▸ Written problem 1
In the LoopPredication commit message, which pass is used to teach loop predication about profitability?
▸ Written problem 2
Reproduce the LoopPredication commit message word for word from "A coarse grained" to "using BranchProfileInfo pass.".
▸ Written problem 3
Write the next part of the LoopPredication commit page, picking up after its last line.

--- Start of Document passage ---

[llvm] r328210 - [LoopPredication] Add profitability check based on BPI

Thu Mar 22 09:03:59 PDT 2018

Author: annat
Date: Thu Mar 22 09:03:59 2018
New Revision: 328210

URL: http://llvm.org/viewvc/llvm-project?rev=328210&view=rev
Log:
[LoopPredication] Add profitability check based on BPI

Summary:
LoopPredication is not profitable when the loop is known to always exit
through some block other than the latch block.
A coarse grained latch check can cause loop predication to predicate the
loop, and unconditionally deoptimize.

However, without predicating the loop, the guard may never fail within the
loop during the dynamic execution because the non-latch loop termination
condition exits the loop before the latch condition causes the loop to
exit.
We teach LP about this using BranchProfileInfo pass.

Reviewers: apilipenko, skatkov, mkazantsev, reames

Reviewed by: skatkov

Subscribers: llvm-commits

Differential Revision: https://reviews.llvm.org/D44667

Added:
    llvm/trunk/test/Transforms/LoopPredication/profitability.ll
Modified:
    llvm/trunk/lib/Transforms/Scalar/LoopPredication.cpp

Modified: llvm/trunk/lib/Transforms/Scalar/LoopPredication.cpp
URL: http://llvm.org/viewvc/llvm-project/llvm/trunk/lib/Transforms/Scalar/LoopPredication.cpp?rev=328210&r1=328209&r2=328210&view=diff
==============================================================================

--- llvm/trunk/lib/Transforms/Scalar/LoopPredication.cpp (original)

--- End of Document passage ---
--- Start of Information given ---

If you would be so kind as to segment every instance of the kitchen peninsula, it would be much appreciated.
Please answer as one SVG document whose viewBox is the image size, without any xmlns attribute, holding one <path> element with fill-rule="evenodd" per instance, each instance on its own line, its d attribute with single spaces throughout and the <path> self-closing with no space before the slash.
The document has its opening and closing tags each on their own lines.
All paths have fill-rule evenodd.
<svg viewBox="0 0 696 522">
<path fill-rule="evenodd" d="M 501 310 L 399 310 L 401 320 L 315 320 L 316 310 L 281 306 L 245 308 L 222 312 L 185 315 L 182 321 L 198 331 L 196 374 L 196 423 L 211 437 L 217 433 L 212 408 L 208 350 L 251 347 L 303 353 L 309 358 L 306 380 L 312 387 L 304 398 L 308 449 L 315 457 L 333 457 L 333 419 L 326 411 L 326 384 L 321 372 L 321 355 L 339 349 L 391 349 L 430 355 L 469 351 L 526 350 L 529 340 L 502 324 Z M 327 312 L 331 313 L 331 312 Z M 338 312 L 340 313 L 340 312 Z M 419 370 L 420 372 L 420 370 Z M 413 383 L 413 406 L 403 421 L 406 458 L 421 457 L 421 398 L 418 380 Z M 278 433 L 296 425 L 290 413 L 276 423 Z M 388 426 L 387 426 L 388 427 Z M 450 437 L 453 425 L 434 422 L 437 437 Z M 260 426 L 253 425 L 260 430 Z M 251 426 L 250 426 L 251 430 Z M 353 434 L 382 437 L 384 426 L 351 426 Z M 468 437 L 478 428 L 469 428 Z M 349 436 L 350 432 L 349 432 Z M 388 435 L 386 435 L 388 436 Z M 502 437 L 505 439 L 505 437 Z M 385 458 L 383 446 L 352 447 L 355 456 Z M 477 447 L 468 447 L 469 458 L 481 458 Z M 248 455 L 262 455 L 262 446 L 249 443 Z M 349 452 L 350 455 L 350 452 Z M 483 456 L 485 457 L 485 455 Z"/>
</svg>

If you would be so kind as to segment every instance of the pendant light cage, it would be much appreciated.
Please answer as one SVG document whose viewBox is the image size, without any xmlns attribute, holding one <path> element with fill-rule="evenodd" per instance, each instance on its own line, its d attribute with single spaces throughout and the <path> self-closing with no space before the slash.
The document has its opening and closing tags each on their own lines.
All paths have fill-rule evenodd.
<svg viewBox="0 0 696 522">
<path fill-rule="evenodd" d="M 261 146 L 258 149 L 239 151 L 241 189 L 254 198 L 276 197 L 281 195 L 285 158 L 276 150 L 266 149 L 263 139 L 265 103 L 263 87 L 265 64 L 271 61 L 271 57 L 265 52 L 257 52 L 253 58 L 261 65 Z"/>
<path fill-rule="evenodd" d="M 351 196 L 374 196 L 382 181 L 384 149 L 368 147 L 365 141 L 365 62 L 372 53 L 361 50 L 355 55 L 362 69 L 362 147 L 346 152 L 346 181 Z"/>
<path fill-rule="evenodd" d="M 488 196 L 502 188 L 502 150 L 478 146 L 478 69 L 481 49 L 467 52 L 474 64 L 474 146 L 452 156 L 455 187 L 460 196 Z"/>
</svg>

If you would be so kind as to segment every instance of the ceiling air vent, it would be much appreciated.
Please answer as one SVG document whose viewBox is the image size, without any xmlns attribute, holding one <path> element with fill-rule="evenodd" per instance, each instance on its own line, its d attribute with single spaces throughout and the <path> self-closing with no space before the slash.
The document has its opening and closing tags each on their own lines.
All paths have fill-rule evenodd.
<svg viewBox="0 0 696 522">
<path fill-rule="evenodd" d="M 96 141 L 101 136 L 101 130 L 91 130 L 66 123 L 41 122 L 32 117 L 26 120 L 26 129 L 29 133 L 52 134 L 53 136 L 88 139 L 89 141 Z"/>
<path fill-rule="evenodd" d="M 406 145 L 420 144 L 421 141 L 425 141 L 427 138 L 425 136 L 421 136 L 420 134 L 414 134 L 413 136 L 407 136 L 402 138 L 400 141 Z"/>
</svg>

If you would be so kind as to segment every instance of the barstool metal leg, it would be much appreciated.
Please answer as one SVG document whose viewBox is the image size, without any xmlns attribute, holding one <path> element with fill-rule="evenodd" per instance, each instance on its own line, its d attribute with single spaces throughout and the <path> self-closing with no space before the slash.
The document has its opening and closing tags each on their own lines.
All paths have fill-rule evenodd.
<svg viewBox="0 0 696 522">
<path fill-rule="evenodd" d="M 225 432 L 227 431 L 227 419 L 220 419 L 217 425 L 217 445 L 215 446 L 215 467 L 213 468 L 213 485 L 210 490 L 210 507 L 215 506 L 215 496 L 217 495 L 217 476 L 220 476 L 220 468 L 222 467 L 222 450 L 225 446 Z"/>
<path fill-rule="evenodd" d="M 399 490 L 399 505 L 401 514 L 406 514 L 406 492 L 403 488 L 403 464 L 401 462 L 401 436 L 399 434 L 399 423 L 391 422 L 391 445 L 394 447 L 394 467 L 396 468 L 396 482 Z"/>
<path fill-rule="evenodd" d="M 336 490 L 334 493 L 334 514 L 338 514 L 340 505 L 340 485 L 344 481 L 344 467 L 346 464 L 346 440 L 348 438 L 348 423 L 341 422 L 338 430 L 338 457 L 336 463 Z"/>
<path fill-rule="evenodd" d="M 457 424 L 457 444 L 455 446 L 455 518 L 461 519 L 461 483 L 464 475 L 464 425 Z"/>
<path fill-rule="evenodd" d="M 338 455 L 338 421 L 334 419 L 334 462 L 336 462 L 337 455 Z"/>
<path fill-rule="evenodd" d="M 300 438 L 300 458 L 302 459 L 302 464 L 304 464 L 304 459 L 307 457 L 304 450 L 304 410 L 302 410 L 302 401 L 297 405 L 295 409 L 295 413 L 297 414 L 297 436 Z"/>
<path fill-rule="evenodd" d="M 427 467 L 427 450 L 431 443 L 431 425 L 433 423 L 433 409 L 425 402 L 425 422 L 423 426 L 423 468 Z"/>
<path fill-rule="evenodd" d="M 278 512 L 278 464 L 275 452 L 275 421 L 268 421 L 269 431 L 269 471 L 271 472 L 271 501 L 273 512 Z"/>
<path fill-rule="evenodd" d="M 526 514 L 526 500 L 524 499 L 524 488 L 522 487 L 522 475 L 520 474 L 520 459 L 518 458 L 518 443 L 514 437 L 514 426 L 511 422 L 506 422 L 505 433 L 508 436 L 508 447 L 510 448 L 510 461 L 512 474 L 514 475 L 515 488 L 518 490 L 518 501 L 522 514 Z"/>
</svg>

--- End of Information given ---

▸ Expected output 1
The BranchProfileInfo pass.

▸ Expected output 2
A coarse grained latch check can cause loop predication to predicate the
loop, and unconditionally deoptimize.

However, without predicating the loop, the guard may never fail within the
loop during the dynamic execution because the non-latch loop termination
condition exits the loop before the latch condition causes the loop to
exit.
We teach LP about this using BranchProfileInfo pass.

▸ Expected output 3
+++ llvm/trunk/lib/Transforms/Scalar/LoopPredication.cpp Thu Mar 22 09:03:59 2018
@@ -178,6 +178,7 @@
 //===----------------------------------------------------------------------===//
 
 #include "llvm/Transforms/Scalar/LoopPredication.h"
+#include "llvm/Analysis/BranchProbabilityInfo.h"
 #include "llvm/Analysis/LoopInfo.h"
 #include "llvm/Analysis/LoopPass.h"
 #include "llvm/Analysis/ScalarEvolution.h"
@@ -202,6 +203,20 @@ static cl::opt<bool> EnableIVTruncation(
 
 static cl::opt<bool> EnableCountDownLoop("loop-predication-enable-count-down-loop",
                                         cl::Hidden, cl::init(true));
+
+static cl::opt<bool>
+    SkipProfitabilityChecks("loop-predication-skip-profitability-checks",
+                            cl::Hidden, cl::init(false));
+
+// This is the scale factor for the latch probability. We use this during
+// profitability analysis to find other exiting blocks that have a much higher
+// probability of exiting the loop instead of loop exiting via latch.
+// This value should be greater than 1 for a sane profitability check.
+static cl::opt<float> LatchExitProbabilityScale(
+    "loop-predication-latch-probability-scale", cl::Hidden, cl::init(2.0),
+    cl::desc("scale factor for the latch probability. Value should be greater "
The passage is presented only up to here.